* _Problem statement_
Recast the data below, from the line containing "Task: Could you identify the power" down to the line containing "<point>324,65</point>", both included, as a Markdown table with the columns Row and Data line. Skip blank lines, and leave the pictures out.

* _Data entries_
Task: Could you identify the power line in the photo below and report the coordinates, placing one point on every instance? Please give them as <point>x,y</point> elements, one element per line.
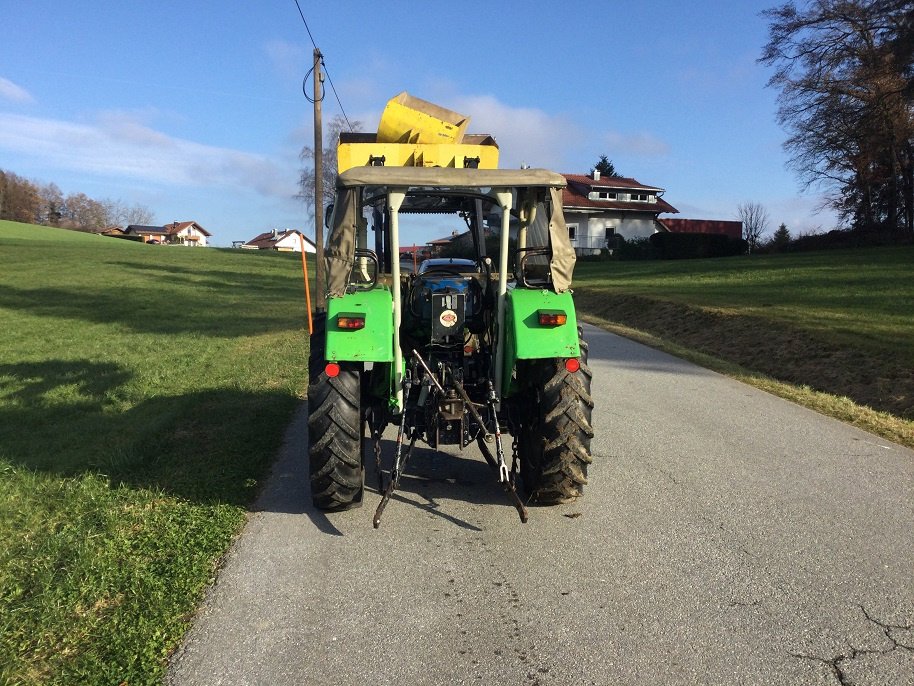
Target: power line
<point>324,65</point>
--
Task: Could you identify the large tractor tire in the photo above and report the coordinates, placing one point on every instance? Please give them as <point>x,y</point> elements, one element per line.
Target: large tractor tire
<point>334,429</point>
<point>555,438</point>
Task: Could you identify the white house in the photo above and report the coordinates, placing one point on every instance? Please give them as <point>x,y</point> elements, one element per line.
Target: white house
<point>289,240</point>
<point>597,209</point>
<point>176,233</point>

* _The solution_
| Row | Data line |
|---|---|
| 1 | Task: Could you identify the power line in the photo below and report the coordinates, placing one point on every instance? Please give them as <point>x,y</point> elements, one element per line. |
| 2 | Target: power line |
| 3 | <point>324,65</point> |